◆ Raw records:

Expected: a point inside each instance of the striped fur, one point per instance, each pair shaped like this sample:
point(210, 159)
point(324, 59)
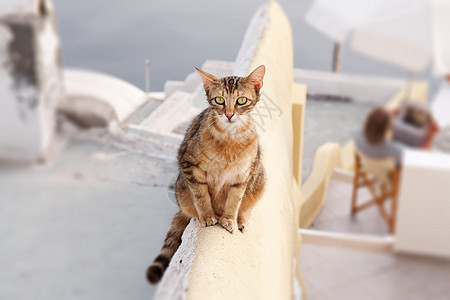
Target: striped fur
point(221, 176)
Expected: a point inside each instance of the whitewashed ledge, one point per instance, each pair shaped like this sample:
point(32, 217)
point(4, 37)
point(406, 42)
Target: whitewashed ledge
point(214, 264)
point(30, 79)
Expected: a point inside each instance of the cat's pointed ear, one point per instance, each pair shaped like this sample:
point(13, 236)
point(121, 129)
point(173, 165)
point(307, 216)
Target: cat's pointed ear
point(256, 77)
point(208, 79)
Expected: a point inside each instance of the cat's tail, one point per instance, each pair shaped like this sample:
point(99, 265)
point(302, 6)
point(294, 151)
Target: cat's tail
point(171, 244)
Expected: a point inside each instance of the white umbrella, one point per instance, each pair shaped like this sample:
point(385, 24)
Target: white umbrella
point(407, 33)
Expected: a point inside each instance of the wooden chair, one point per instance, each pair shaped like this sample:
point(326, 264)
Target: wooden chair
point(381, 177)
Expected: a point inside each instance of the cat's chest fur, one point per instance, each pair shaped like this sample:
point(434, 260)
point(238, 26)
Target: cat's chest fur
point(227, 174)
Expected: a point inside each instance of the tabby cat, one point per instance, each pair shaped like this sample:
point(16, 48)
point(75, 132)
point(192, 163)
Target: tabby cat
point(221, 176)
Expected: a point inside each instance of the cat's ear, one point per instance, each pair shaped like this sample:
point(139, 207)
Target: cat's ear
point(208, 79)
point(256, 77)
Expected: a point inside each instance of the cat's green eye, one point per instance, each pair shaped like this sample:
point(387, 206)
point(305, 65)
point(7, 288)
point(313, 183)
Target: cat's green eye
point(220, 100)
point(241, 100)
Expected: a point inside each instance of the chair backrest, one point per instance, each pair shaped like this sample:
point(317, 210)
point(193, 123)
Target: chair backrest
point(378, 167)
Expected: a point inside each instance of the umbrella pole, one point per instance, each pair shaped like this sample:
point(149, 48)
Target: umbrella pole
point(337, 57)
point(408, 92)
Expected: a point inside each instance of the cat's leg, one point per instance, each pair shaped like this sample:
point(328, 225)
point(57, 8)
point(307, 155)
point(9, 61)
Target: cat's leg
point(184, 197)
point(252, 194)
point(231, 207)
point(202, 201)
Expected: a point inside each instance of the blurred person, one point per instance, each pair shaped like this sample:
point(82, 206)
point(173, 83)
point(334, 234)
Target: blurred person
point(375, 139)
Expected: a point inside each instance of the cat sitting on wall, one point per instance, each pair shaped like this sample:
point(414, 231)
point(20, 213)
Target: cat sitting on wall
point(221, 176)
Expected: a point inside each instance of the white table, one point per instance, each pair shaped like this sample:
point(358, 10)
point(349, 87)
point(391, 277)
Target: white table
point(423, 216)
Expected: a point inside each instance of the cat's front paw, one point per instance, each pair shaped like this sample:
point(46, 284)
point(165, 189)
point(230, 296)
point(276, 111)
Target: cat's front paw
point(228, 224)
point(208, 220)
point(242, 224)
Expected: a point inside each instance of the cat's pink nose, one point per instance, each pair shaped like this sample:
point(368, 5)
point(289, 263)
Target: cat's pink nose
point(229, 115)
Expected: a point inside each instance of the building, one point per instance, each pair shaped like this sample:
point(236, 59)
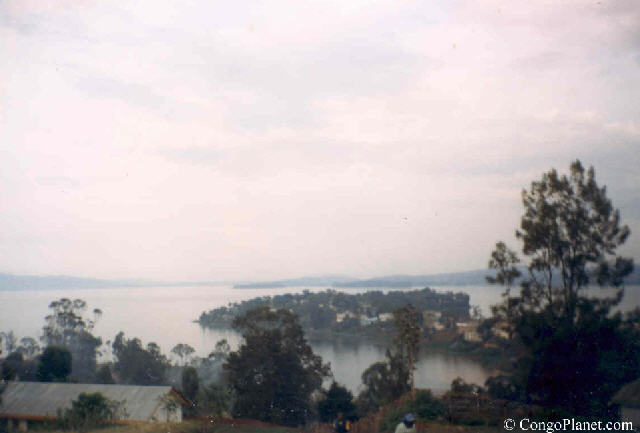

◆ What you will do: Swap every "Target" in the records above for "Label", keeping everything else unchanged and leaving the pictures out.

◆ Reply to the exercise:
Expected: a point inside each instance of the striped fur, one point per instance, each pair shaped like this sample:
point(210, 159)
point(324, 59)
Label: striped fur
point(221, 176)
Expected: a point inside each instance of the whitewashed ledge, one point per instance, each pair shaped like this sample:
point(32, 217)
point(4, 37)
point(406, 42)
Label: whitewashed ledge
point(214, 264)
point(30, 79)
Expected: a point inside each instance of the cat's pointed ear, one point per instance, each pair shaped like this sample:
point(13, 236)
point(121, 129)
point(173, 165)
point(307, 216)
Label: cat's pointed ear
point(256, 77)
point(208, 79)
Expected: a point inside each instance of the cat's tail, one point per instance, each pair shaped like this sample:
point(99, 265)
point(302, 6)
point(294, 151)
Label: cat's tail
point(171, 244)
Expected: a point inside each instance of the white umbrella, one point per instance, each pair shaped like this sample:
point(385, 24)
Label: white umbrella
point(407, 33)
Expected: a point inside each instance of the wooden chair, one point per instance, each pair shaped like this sample:
point(326, 264)
Label: wooden chair
point(381, 177)
Expected: a point inside each instance of the cat's chest fur, one point per instance, each pair shaped like this sample:
point(434, 260)
point(238, 26)
Label: cat's chest fur
point(227, 174)
Expected: a point inside each instance of the tabby cat, one point per instance, each pair shaped like this sample:
point(16, 48)
point(75, 132)
point(192, 163)
Label: tabby cat
point(221, 176)
Expected: a point inside each instance of the cat's ear, one point per instance, each pair shaped like this sample:
point(139, 207)
Label: cat's ear
point(208, 79)
point(256, 77)
Expected: a point inside each instance of the cat's green eye, one point per instance, each pair shaped like this sample:
point(387, 206)
point(305, 65)
point(7, 288)
point(313, 183)
Label: cat's green eye
point(220, 100)
point(241, 100)
Expected: a point inside each instance of the chair backrest, one point per instance, each pair shaped like this sample:
point(317, 210)
point(193, 123)
Label: chair backrest
point(378, 167)
Expected: a point inside each instance of the umbrella pole, one point per instance, each pair shaped like this sample:
point(149, 48)
Label: umbrella pole
point(337, 57)
point(408, 92)
Expected: a point inside each instance of the cat's leg, one point per instance, each pair shaped like this sample:
point(328, 225)
point(57, 8)
point(307, 155)
point(9, 61)
Label: cat's leg
point(184, 197)
point(252, 194)
point(231, 207)
point(202, 201)
Expected: a point inside each instance of the blurred person, one point per instance, each pair shaped like this sample:
point(82, 206)
point(173, 83)
point(334, 234)
Label: blurred person
point(375, 139)
Expected: a point inside each instance of the cat sitting on wall, one point per instance, each pair shaped like this sample:
point(414, 231)
point(20, 213)
Label: cat sitting on wall
point(221, 176)
Expected: a point inside each instance of the white table, one point per instance, each pair shaped like this sample:
point(358, 10)
point(349, 87)
point(391, 277)
Label: white table
point(423, 216)
Expected: a point inside each instance of the cat's front paw, one point per instance, each pair shaped like this sample:
point(46, 284)
point(165, 189)
point(230, 296)
point(276, 111)
Label: cat's front paw
point(228, 224)
point(208, 220)
point(242, 224)
Expected: a point inside each instance of the cat's pink nose, one point per instance, each pair shaped like this sample:
point(368, 5)
point(289, 263)
Label: cat's pink nose
point(229, 115)
Expected: a point inside each instance of the building, one point per instance, each pair shaped like this sample:
point(236, 59)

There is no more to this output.